ES
Data Science

Conformal Prediction: An introduction to measuring uncertainty

11/04/2024
Using techniques such as conformal prediction helps us assign confidence levels to algorithmic decisions and, from there, measure uncertainty. Instead of asking, "What will happen?" we start thinking, "What is likely to happen, and how confident are we about it?"

Herodotus and Cicero’s literature has allowed us to preserve the story of Croesus, the king of Lydia. Consulting an oracle, Croesus received a prediction marked by tragic ambiguity: “If you cross the river Halys, you will destroy a great empire.” Convinced that such an omen presaged the fall of the Persian empire, Croesus only realized the double-edged interpretation when it was too late. He crossed the river, and his own empire finally collapsed.

This anecdote drives a lesson that remains relevant despite time: predictions always carry a certain degree of uncertainty, which also applies to artificial intelligence and machine learning.

Placing our trust in these systems should not be an act of faith. Confidence should be based on model robustness and a deep understanding that, while uncertainty will always exist, it can be quantified.

• RECORDED DATA:
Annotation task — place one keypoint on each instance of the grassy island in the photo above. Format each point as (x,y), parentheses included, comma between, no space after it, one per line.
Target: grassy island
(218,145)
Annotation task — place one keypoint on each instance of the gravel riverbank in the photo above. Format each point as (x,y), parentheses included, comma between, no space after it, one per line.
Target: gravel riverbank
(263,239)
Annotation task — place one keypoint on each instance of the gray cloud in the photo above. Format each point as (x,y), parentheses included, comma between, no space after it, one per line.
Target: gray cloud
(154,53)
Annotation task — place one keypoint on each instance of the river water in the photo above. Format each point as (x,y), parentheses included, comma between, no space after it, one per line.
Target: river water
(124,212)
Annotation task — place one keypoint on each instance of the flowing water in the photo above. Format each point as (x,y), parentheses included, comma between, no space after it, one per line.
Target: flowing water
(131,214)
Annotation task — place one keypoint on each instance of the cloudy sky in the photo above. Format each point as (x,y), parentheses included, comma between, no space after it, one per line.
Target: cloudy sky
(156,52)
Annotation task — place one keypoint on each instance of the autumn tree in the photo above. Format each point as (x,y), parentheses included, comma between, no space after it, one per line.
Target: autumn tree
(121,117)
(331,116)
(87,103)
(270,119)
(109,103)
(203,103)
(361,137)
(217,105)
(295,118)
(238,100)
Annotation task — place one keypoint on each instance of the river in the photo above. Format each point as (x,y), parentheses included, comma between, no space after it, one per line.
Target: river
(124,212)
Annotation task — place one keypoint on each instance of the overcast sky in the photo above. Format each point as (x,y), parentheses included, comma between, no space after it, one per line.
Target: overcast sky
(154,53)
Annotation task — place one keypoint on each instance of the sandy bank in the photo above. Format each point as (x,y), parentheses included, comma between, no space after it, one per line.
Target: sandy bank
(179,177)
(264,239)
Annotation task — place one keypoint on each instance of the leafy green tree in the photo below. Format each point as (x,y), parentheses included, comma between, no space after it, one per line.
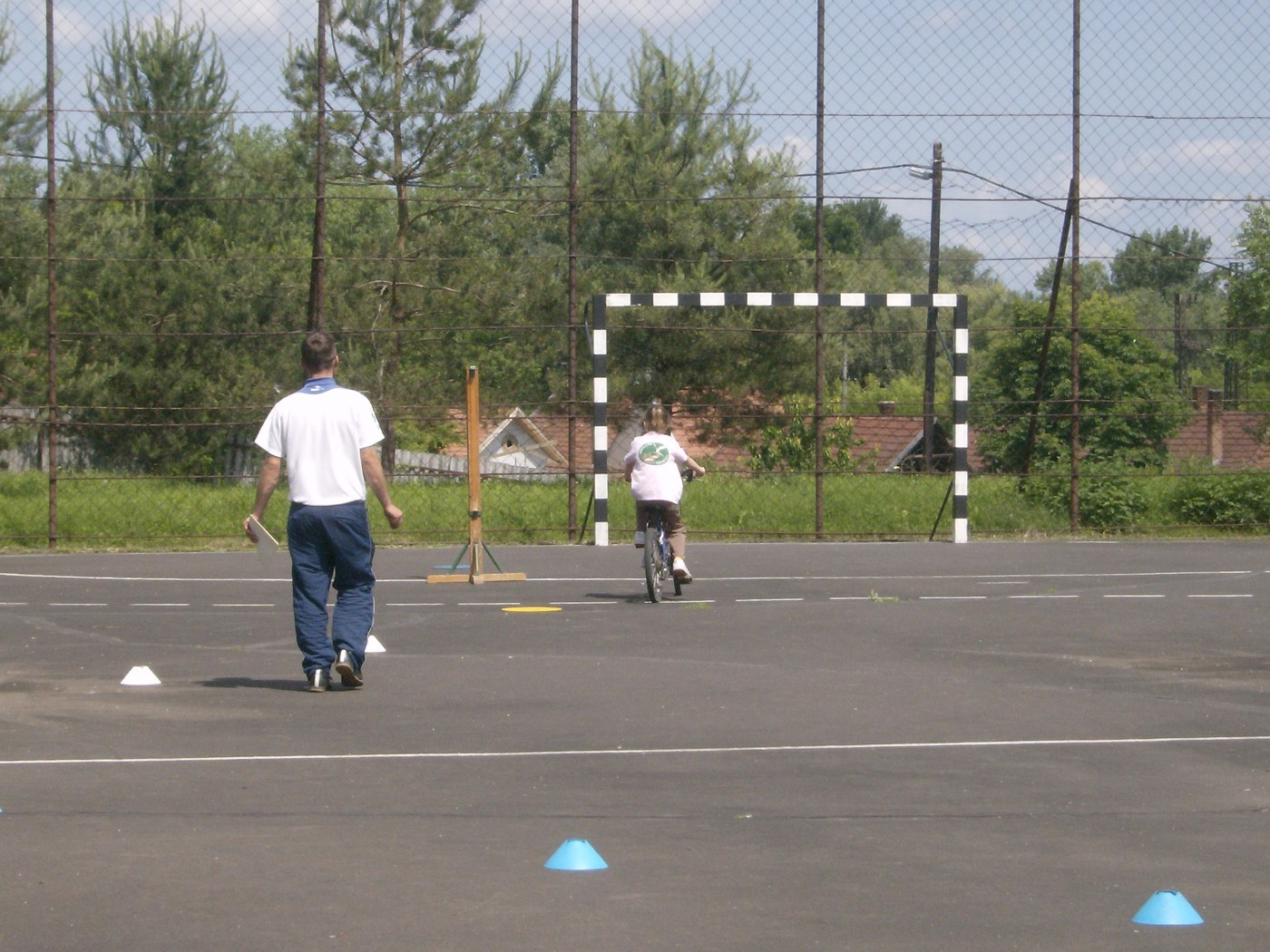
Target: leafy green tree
(1177,304)
(1129,405)
(677,199)
(1095,279)
(405,86)
(787,443)
(1247,342)
(162,105)
(21,120)
(851,228)
(1165,260)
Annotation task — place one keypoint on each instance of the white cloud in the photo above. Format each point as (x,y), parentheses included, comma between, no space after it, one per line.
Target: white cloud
(232,16)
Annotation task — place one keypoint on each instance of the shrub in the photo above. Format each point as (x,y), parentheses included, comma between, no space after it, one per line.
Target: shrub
(1108,497)
(1222,499)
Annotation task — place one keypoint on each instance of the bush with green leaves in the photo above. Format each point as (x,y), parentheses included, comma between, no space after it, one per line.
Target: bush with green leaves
(1222,499)
(1109,498)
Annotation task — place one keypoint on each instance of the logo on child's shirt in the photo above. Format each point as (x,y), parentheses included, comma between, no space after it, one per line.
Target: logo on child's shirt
(654,453)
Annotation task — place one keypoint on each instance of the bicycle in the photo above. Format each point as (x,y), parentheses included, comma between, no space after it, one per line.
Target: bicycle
(658,558)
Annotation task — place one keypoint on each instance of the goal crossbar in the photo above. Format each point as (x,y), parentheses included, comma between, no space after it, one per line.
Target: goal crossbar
(601,304)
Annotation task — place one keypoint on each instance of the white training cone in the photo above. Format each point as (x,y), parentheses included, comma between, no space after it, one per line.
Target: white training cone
(140,676)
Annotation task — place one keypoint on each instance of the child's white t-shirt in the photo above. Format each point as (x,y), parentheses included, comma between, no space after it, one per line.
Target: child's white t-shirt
(320,433)
(657,457)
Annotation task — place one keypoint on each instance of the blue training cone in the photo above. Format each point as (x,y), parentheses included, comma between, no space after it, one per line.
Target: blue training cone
(575,856)
(1167,908)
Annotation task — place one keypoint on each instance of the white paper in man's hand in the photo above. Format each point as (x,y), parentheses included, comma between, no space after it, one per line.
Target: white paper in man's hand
(264,542)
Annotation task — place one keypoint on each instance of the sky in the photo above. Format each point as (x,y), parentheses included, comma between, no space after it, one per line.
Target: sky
(1175,111)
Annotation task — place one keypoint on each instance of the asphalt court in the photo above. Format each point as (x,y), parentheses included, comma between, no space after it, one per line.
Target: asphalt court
(850,746)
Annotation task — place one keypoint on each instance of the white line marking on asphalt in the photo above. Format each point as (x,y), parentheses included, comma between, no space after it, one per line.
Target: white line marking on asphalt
(720,578)
(937,745)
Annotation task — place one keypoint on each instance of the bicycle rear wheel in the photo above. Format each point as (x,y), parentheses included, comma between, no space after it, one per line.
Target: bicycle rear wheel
(653,560)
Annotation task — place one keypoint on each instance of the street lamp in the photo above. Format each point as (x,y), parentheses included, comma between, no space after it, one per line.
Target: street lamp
(935,175)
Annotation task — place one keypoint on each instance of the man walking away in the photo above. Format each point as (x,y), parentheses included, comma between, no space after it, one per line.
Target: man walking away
(327,437)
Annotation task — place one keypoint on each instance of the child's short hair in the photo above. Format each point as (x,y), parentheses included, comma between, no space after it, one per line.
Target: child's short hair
(657,418)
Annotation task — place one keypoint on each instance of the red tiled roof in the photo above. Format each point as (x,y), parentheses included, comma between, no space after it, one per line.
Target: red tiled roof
(1236,441)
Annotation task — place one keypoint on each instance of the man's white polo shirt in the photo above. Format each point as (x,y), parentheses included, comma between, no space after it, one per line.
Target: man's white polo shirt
(320,432)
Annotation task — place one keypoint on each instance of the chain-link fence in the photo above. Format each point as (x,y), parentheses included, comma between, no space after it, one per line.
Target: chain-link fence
(187,189)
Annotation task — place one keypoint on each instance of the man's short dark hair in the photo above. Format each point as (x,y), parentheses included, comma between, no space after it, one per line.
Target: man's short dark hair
(318,352)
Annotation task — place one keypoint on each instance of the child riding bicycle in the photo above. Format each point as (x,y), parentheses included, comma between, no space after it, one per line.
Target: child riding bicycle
(653,470)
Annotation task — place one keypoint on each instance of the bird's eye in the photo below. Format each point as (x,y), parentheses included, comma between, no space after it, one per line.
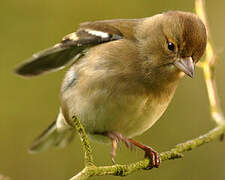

• REQUIREMENT 1: Print a passage from the conformal prediction article without changes, beginning at the words "This anecdote drives" and stopping after "can be quantified.".
• REQUIREMENT 2: In the conformal prediction article, which river did the oracle warn Croesus about crossing?
• REQUIREMENT 3: Write the next part of the conformal prediction article, picking up right after its final sentence.

• RESPONSE 1:
This anecdote drives a lesson that remains relevant despite time: predictions always carry a certain degree of uncertainty, which also applies to artificial intelligence and machine learning.

Placing our trust in these systems should not be an act of faith. Confidence should be based on model robustness and a deep understanding that, while uncertainty will always exist, it can be quantified.

• RESPONSE 2: The river Halys.

• RESPONSE 3:
The only certainty is uncertainty

In machine learning, uncertainty can arise from multiple sources and affect all models. It can result from incomplete data, inaccurate measurements, or the inherent variability of the phenomenon we are trying to model.

Thus, the ability to quantify and communicate uncertainty changes the way we interact with technology, allowing us to understand predictions and their limits better. This, in turn, encourages a more critical and analytical approach to decision-making in an increasingly automated and data-driven world.

Conformal Prediction: What is it, and how does it work?

While uncertainty is inevitable, some techniques help us manage it. One is conformal prediction, which gives us a parameterizable level of certainty about a model’s predictions.1 To understand what it does, let’s imagine that we create a machine-learning model to make recommendations to our clients based on their financial interests.

To do so, we start with a classification problem. For recommendations to be personalized, we must classify clients into “investors,” “savers,” and other categories that can help the model associate the financial health recommendation with the right person. However, people can combine several categories, so when classifying them, the model could discern that they belong more to one category than another. In this case, the prediction (“this person is a saver”) would be seen as an unquestionable statement even though it comes from an uncertain fact.

Figure 1. Each square comprises a customer collective. Each collective is associated with a label that identifies customers by what we call their “financial style.” Some customers overlap, so they are associated with one category even though they may belong to both.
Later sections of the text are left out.